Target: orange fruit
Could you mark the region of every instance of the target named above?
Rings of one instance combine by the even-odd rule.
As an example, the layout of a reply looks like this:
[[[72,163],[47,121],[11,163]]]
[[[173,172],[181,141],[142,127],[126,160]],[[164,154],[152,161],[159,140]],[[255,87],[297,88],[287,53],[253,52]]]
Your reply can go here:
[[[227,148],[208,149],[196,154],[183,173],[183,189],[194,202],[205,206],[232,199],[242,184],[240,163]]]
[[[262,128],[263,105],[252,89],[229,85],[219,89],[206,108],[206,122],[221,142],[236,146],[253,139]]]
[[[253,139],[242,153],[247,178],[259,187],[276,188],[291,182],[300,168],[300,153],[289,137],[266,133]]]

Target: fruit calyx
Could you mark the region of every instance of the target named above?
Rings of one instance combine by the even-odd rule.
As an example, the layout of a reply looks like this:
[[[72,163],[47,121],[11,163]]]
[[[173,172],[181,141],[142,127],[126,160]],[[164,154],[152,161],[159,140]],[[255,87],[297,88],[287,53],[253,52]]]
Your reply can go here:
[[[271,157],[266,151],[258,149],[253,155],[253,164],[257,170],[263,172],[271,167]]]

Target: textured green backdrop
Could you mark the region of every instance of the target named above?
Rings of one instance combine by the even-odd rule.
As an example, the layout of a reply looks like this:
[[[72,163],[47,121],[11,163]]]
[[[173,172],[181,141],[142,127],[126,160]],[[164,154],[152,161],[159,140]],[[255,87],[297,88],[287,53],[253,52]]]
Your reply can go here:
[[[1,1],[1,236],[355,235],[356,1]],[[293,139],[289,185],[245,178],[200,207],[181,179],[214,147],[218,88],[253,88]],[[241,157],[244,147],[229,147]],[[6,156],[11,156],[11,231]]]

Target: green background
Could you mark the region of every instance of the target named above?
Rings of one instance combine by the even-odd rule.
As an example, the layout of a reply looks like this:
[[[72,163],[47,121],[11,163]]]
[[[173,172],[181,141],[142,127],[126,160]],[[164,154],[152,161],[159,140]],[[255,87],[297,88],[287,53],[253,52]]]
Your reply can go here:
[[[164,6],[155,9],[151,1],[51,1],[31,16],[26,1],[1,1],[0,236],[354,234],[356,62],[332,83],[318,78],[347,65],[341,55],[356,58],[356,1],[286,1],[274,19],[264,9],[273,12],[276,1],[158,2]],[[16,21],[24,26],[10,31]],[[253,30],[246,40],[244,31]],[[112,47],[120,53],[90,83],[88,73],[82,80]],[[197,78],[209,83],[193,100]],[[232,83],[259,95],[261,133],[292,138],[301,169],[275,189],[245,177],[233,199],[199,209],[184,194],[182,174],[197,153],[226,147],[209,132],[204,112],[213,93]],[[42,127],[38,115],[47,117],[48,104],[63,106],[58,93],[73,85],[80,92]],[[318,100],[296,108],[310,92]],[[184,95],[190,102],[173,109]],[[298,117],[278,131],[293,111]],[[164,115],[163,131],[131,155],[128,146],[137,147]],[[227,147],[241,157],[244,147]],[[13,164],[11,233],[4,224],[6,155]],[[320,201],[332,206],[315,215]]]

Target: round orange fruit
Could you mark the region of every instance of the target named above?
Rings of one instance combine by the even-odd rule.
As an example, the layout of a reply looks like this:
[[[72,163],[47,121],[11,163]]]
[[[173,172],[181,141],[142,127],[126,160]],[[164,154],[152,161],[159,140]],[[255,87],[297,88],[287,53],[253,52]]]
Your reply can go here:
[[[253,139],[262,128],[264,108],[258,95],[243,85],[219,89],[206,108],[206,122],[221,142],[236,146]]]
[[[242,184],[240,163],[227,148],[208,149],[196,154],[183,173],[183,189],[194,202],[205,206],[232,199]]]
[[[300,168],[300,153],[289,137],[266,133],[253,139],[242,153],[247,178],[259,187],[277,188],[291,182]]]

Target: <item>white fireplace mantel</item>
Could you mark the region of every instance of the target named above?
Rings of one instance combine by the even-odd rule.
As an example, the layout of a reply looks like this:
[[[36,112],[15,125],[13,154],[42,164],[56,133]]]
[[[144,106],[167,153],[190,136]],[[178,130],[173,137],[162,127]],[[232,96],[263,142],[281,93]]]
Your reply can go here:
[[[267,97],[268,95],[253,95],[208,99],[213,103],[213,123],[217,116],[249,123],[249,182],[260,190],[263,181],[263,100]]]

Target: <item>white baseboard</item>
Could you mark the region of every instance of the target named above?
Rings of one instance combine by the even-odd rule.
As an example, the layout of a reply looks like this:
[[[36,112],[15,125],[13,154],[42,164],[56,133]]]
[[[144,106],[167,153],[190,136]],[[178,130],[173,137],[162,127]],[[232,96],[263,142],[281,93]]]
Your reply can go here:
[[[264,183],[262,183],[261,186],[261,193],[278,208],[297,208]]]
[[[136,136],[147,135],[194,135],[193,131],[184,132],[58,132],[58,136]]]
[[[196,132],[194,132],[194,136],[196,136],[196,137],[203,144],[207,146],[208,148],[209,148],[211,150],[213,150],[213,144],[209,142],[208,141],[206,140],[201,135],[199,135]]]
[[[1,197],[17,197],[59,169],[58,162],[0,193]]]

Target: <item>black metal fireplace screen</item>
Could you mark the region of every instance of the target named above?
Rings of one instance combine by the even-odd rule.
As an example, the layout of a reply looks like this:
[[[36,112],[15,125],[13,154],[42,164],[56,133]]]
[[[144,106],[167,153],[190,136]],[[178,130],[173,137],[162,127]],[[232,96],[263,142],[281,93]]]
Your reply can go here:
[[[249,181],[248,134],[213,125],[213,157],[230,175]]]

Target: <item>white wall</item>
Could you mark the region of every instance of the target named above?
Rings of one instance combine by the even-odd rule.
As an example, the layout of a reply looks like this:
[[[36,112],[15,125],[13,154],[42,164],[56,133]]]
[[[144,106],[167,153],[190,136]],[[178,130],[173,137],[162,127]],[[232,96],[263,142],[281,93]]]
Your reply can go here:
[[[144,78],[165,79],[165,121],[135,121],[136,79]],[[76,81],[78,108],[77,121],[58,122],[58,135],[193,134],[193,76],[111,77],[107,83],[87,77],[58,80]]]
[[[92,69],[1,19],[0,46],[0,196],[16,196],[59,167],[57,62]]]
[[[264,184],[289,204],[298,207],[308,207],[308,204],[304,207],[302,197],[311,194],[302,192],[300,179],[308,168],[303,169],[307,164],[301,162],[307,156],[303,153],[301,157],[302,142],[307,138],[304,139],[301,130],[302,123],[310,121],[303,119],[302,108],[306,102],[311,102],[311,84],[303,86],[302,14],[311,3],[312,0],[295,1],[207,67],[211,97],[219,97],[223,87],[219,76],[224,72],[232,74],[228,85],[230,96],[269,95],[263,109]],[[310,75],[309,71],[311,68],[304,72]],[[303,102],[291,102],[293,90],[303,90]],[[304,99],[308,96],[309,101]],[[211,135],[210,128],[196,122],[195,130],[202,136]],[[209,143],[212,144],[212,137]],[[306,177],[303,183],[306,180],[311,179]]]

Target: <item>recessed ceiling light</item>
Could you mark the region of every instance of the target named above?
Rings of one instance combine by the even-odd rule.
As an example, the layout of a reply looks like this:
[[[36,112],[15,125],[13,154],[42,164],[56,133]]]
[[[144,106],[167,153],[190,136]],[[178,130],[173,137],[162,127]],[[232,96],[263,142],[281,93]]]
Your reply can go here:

- - -

Can you copy all the lines above exactly as they stand?

Target: orange fruit
Could you mark the region of every instance of the target named above?
Rings of one instance combine by the even-odd rule.
As an example, the layout of a reply looks like this:
[[[72,163],[47,121],[11,163]]]
[[[173,172],[181,141],[142,127],[126,160]],[[164,154],[152,161],[159,140]],[[255,87],[297,88],[287,53],[253,52]]]
Your reply can go here:
[[[227,148],[208,149],[196,154],[183,173],[183,189],[194,202],[205,206],[232,199],[242,184],[240,163]]]
[[[262,128],[263,105],[252,89],[229,85],[219,89],[206,108],[206,122],[221,142],[236,146],[253,139]]]
[[[253,139],[242,153],[247,178],[259,187],[276,188],[291,182],[300,168],[300,153],[289,137],[266,133]]]

Target: fruit calyx
Could you mark the region of every instance of the target named above?
Rings of one instance combine by the even-odd rule.
As an example, the layout of a reply looks like this:
[[[72,163],[47,121],[11,163]]]
[[[173,172],[181,141],[142,127],[126,160]],[[164,154],[152,161],[159,140]],[[255,87],[297,88],[287,53],[253,52]]]
Your reply can go here:
[[[271,157],[266,151],[258,149],[253,155],[253,164],[257,170],[263,172],[271,167]]]

Target: textured green backdrop
Could you mark the region of every instance of the target named above?
Rings of one instance combine by the even-odd rule.
As an example, the layout of a reply looks like this:
[[[72,163],[47,121],[11,163]]]
[[[173,172],[181,141],[142,127],[126,160]],[[164,154],[152,161],[159,140]],[[255,87],[297,88],[287,53],[253,52]]]
Your reply can go here:
[[[1,1],[1,236],[355,235],[356,1]],[[293,139],[289,185],[245,178],[200,207],[181,179],[214,147],[218,88],[253,88]],[[241,157],[244,147],[229,147]],[[6,156],[11,156],[11,231]]]

Target: green background
Could you mark the region of every instance of the target named above?
Rings of one instance combine by the even-odd rule.
As an example, the layout of a reply looks like this:
[[[72,163],[47,121],[11,163]]]
[[[173,172],[181,141],[142,127],[126,160]],[[164,154],[152,161],[159,140]],[[255,87],[297,88],[287,53],[253,52]]]
Your reply can go here:
[[[164,6],[155,9],[151,1],[51,1],[31,16],[26,1],[1,1],[0,236],[354,234],[356,62],[332,83],[318,78],[347,65],[341,55],[356,58],[356,1],[286,1],[274,19],[264,9],[273,12],[276,1],[158,2]],[[16,21],[24,26],[10,31]],[[253,30],[246,40],[244,31]],[[112,47],[120,53],[90,83],[88,73],[82,80]],[[197,78],[209,83],[193,100]],[[232,83],[259,95],[261,133],[292,138],[301,169],[275,189],[245,177],[233,199],[199,209],[184,194],[182,174],[197,153],[226,147],[209,132],[204,112],[213,93]],[[42,127],[38,115],[47,117],[48,104],[63,106],[58,93],[73,85],[80,92]],[[318,100],[296,108],[310,92]],[[184,95],[190,102],[173,109]],[[298,117],[278,131],[293,111]],[[164,115],[163,131],[131,155],[128,146],[137,147]],[[227,147],[241,157],[244,147]],[[13,164],[11,233],[4,224],[6,155]],[[320,201],[332,206],[315,215]]]

Target: round orange fruit
Could you mark the region of every instance of the target named above?
Rings of one instance combine by the even-odd rule.
As an example, the layout of a reply looks like this:
[[[72,163],[47,121],[11,163]]]
[[[173,172],[181,141],[142,127],[126,160]],[[164,154],[152,161],[159,140]],[[255,87],[297,88],[287,53],[253,52]]]
Your reply can go here:
[[[253,139],[262,128],[264,108],[258,95],[243,85],[219,89],[206,108],[206,122],[221,142],[236,146]]]
[[[242,184],[240,163],[227,148],[208,149],[196,154],[183,173],[183,189],[194,202],[205,206],[232,199]]]
[[[300,168],[300,153],[289,137],[266,133],[253,139],[242,153],[247,178],[259,187],[277,188],[291,182]]]

Target: <item>white fireplace mantel</item>
Could you mark the region of every instance of the target named above?
Rings of one instance combine by the even-odd rule.
As an example, the layout of a reply looks like this:
[[[36,112],[15,125],[13,154],[42,164],[56,133]]]
[[[144,106],[167,153],[190,136]],[[178,130],[173,137],[162,127]],[[232,96],[263,142],[281,93]]]
Your reply can go here:
[[[267,97],[268,95],[253,95],[208,99],[213,103],[213,123],[217,116],[249,123],[249,182],[260,190],[263,181],[263,100]]]

Target: <item>white baseboard</item>
Could you mark the region of every instance of the target named above?
Rings of one instance combine by the even-odd rule.
As an example, the layout of a reply looks like this:
[[[36,112],[15,125],[13,154],[42,164],[56,133]]]
[[[144,106],[167,153],[190,136]],[[178,130],[173,137],[162,127]],[[232,96],[263,142],[281,93]]]
Your reply can go here:
[[[264,183],[262,183],[261,186],[261,193],[278,208],[297,208]]]
[[[136,136],[147,135],[194,135],[193,131],[184,132],[58,132],[58,136]]]
[[[196,132],[194,132],[194,136],[196,136],[196,137],[203,144],[207,146],[208,148],[209,148],[211,150],[213,150],[213,144],[209,142],[208,141],[206,140],[201,135],[199,135]]]
[[[1,197],[17,197],[59,169],[58,162],[0,193]]]

Target: <item>black metal fireplace screen</item>
Could you mark the region of every instance of the target named above?
Rings of one instance combine by the even-odd rule.
As an example, the layout of a reply looks like this:
[[[36,112],[15,125],[13,154],[42,164],[56,133]]]
[[[144,106],[167,153],[190,136]],[[178,130],[173,137],[162,127]],[[232,96],[263,142],[281,93]]]
Your reply can go here:
[[[249,181],[248,134],[213,125],[213,157],[230,175]]]

Target: <item>white wall</item>
Could you mark the region of every instance of the target named above?
Rings of one instance combine by the even-odd rule.
As an example, the layout of a reply looks like this:
[[[36,112],[15,125],[13,154],[42,164],[56,133]]]
[[[144,106],[167,153],[190,136]],[[178,130],[173,137],[162,127]],[[232,96],[263,142],[281,93]]]
Your reply can go here:
[[[144,78],[165,79],[165,121],[135,121],[136,79]],[[76,81],[78,108],[77,121],[58,122],[58,135],[193,134],[193,76],[111,77],[107,83],[87,77],[58,80]]]
[[[92,69],[1,19],[0,46],[0,196],[16,196],[59,167],[57,62]]]
[[[264,184],[289,204],[298,207],[308,207],[308,204],[304,207],[302,197],[311,194],[302,192],[300,179],[308,168],[303,169],[307,164],[301,162],[307,156],[303,153],[301,157],[302,142],[307,138],[304,139],[301,130],[302,123],[310,121],[303,119],[302,108],[306,102],[311,102],[311,84],[303,86],[302,14],[311,3],[312,0],[295,1],[207,67],[211,97],[219,97],[223,87],[219,76],[224,72],[232,74],[228,85],[230,96],[269,95],[263,109]],[[310,75],[309,71],[311,68],[304,72]],[[303,102],[291,102],[293,90],[303,90]],[[304,99],[308,96],[309,101]],[[211,135],[210,128],[196,122],[195,130],[202,136]],[[209,143],[212,144],[212,137]],[[306,177],[303,183],[306,180],[311,179]]]

Target: <item>recessed ceiling light</item>
Could you mark the region of every instance of the target named above?
Rings of one instance combine by the even-odd rule.
As an example, the layout of a reply looks like this:
[[[36,112],[15,125],[13,154],[42,164],[56,133]]]
[[[144,106],[167,153],[190,136]],[[178,130],[173,137],[162,127]],[[232,96],[263,142],[281,93]]]
Your reply can go here:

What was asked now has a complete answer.